_What you need to do_
Convert the lines below into a JSON list of strings with one string per line, leaving out any blank lines.

_Raw records_
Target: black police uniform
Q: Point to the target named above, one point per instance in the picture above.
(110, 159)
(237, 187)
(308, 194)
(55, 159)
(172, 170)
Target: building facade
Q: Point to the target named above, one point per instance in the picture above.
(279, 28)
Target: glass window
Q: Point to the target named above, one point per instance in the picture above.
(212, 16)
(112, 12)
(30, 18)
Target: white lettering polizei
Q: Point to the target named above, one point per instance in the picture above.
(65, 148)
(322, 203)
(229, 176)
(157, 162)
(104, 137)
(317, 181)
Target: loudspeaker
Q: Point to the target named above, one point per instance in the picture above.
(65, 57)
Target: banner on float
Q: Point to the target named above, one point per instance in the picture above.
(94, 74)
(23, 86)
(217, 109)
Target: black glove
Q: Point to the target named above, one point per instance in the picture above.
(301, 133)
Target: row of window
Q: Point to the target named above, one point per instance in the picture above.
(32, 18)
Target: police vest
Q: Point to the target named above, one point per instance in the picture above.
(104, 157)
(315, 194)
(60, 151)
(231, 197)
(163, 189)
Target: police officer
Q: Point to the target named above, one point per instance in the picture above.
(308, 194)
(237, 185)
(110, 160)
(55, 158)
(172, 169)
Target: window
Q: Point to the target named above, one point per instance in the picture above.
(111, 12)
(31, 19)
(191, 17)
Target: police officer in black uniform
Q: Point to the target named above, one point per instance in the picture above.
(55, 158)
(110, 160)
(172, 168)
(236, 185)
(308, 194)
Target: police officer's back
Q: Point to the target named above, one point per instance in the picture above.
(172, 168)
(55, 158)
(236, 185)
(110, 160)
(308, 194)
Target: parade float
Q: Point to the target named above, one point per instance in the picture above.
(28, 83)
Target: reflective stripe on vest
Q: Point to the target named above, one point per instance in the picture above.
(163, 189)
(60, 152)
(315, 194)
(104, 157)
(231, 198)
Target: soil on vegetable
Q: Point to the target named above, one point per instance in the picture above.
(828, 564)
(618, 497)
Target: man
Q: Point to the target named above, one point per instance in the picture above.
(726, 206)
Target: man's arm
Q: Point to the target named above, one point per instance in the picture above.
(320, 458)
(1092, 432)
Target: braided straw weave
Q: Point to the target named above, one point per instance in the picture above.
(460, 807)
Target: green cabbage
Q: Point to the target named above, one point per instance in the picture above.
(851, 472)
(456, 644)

_Answer in full_
[
  "Target: black police uniform",
  "Q: Point to the target named above, one point per instance in the picture above.",
  "(110, 159)",
  "(237, 187)",
  "(308, 194)",
  "(55, 159)",
  "(172, 170)",
  "Target: building facade",
  "Q: Point to the target named above, one point per instance in the picture above.",
  "(279, 28)",
  "Target: glass window",
  "Q: Point to the target named above, one point per instance in the picture above.",
  "(212, 16)",
  "(112, 12)",
  "(30, 18)",
  "Target: white lettering polizei",
  "Q: Point to the target named above, one point per instance in the picture above.",
  "(65, 148)",
  "(322, 203)",
  "(229, 176)",
  "(157, 162)",
  "(104, 137)",
  "(317, 181)",
  "Target: loudspeaker",
  "Q: Point to the target named above, one point per instance in the picture above.",
  "(65, 57)",
  "Target: banner on float",
  "Q: Point to the target named above, one point per instance in the picture above.",
  "(94, 74)",
  "(23, 86)",
  "(217, 109)",
  "Target: black glove",
  "Q: Point to the target named above, one point per instance in the picture above.",
  "(301, 133)",
  "Target: row of window",
  "Q: Point to the target named above, one point per instance in the picture above.",
  "(32, 18)",
  "Target: police vest",
  "Q: Point to the target named above, one point per instance in the picture above.",
  "(104, 157)",
  "(315, 194)",
  "(60, 151)",
  "(231, 197)",
  "(163, 189)",
  "Target: police officer",
  "Q: Point to the target named above, one point per instance in the picture above.",
  "(308, 194)",
  "(237, 185)",
  "(110, 160)",
  "(55, 158)",
  "(172, 169)",
  "Target: window",
  "Q: Point to the target named above, one point per instance in the picture above.",
  "(111, 12)",
  "(31, 19)",
  "(191, 17)",
  "Target: police officer in black uniform",
  "Q: Point to the target named above, one point per instance in the picture above.",
  "(55, 158)",
  "(110, 160)",
  "(172, 168)",
  "(236, 185)",
  "(308, 194)",
  "Target: police officer's back",
  "Q: Point to the target named above, one point per instance in the picture above.",
  "(172, 168)",
  "(55, 158)",
  "(236, 185)",
  "(110, 160)",
  "(308, 194)",
  "Target: parade float",
  "Q: Point to the target named above, one point per instance in the picture above.",
  "(28, 83)",
  "Target: reflective stripe on vest",
  "Q: Point to the target named above, one point per instance in the picture above.",
  "(163, 189)",
  "(60, 152)",
  "(315, 194)",
  "(104, 157)",
  "(231, 198)",
  "Target: soil on vegetable",
  "Q: Point to the target named above, one point per instance in the picture above.",
  "(828, 564)",
  "(618, 497)",
  "Target: man",
  "Q: Point to the target named above, one point per instance in the picture above.",
  "(726, 206)",
  "Target: man's arm",
  "Q: Point to the target named above, one point per instance in the picture above.",
  "(320, 458)",
  "(1092, 432)",
  "Target: braided straw weave",
  "Q: Point to the target named above, one point per instance in the picture above.",
  "(460, 807)",
  "Target: green cabbage",
  "Q: Point to the target named above, one point per instance in the picture above.",
  "(851, 472)",
  "(456, 644)"
]